Die Umstellung der kreativen, kulturellen Produktion vom repräsentativen System von heute, auf ein System, dass es die Präsentation des Einzelnen fördert, muss neben der Grundfinanzierung der Menschen ein Zweites sicherstellen: diskriminierungsfreien Zugang zu den Produktionsmitteln – und das sind heute vor allem die Plattformen zur Publikation, die CDNs, die in Wahrheit ‘Netzneutralität’ bedeuten und schließlich zu den Suchmaschinen, die die Produkte erst für andere sichtbar machen. Dieser zweite Aspekt sollte mit dem ersten komplementär durchdacht werden.

Die Rede vom “Diskutieren ohne Scheuklappen” wird meist von Leuten eingesetzt, um Abscheulichkeiten und Grausamkeiten in die Runde zu werfen und so den Boden für einen Kompromis zu ihren Gunsten zu erreichen. Im Fall des bedingungslosen Grundeinkommen stehen wir erst am Anfang der Diskussion. Weiten Teilen der Gesellschaft scheint es vollkommen undenkbar, einfach Geld ohne Bedingungen zu verteilen. Ich bin aber überzeugt, dass ein bedinungslose Grundeinkommen genau die Form ist, staatliche Sicherheit und Förderung vom autoritären, umschließenden “Vater Staat” auf die Netzkultur zu transformieren, die doch so ganz und gar auf Ermächtigung es einzelnen Menschen ausgerichtet ist.

> **AUFGABE 1**: Liste alle Produktionsmittel auf, die der Textauszug ausdrücklich nennt.
> **AUFGABE 2**:
Beantworte anhand des Textauszugs kurz diese Fragen:
(a) Was muss laut Textauszug neben der Grundfinanzierung der Menschen sichergestellt werden?
(b) An welchem Punkt steht die Diskussion über das bedingungslose Grundeinkommen?
(c) Was scheint weiten Teilen der Gesellschaft vollkommen undenkbar?
> **AUFGABE 3**: Fasse den Absatz des Textauszugs, der mit „Die Rede vom“ beginnt, als knappe Stichpunktliste zusammen und behalte dabei die wesentlichen Aussagen bei.

[Datenauflistung]
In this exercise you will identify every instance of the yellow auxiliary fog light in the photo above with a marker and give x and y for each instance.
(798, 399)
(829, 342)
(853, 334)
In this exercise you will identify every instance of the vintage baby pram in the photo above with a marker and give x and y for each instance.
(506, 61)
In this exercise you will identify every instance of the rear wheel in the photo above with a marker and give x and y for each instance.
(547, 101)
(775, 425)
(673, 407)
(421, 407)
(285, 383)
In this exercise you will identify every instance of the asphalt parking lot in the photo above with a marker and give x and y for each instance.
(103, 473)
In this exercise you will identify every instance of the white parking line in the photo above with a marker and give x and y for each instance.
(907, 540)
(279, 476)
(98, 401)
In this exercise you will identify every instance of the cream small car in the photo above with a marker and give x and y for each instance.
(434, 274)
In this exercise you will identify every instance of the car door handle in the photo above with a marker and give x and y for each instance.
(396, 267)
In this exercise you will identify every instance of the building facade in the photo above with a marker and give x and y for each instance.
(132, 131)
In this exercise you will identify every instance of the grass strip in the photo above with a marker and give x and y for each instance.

> **LÖSUNG 1**:
- die Plattformen zur Publikation
- die CDNs
- die Suchmaschinen

> **LÖSUNG 2**:
(a) Diskriminierungsfreier Zugang zu den Produktionsmitteln.
(b) Erst am Anfang.
(c) Einfach Geld ohne Bedingungen zu verteilen.

> **LÖSUNG 3**:
- Die Rede vom „Diskutieren ohne Scheuklappen“ dient meist dazu, Abscheulichkeiten und Grausamkeiten einzubringen und so einen Kompromiss zu eigenen Gunsten zu erreichen.
- Beim bedingungslosen Grundeinkommen steht die Diskussion erst am Anfang.
- Weiten Teilen der Gesellschaft scheint es undenkbar, Geld ohne Bedingungen zu verteilen.
- Der Textauszug sieht im bedingungslosen Grundeinkommen die Form, staatliche Sicherheit und Förderung vom autoritären, umschließenden „Vater Staat“ auf die Netzkultur zu übertragen.
- Diese Netzkultur ist auf die Ermächtigung einzelner Menschen ausgerichtet.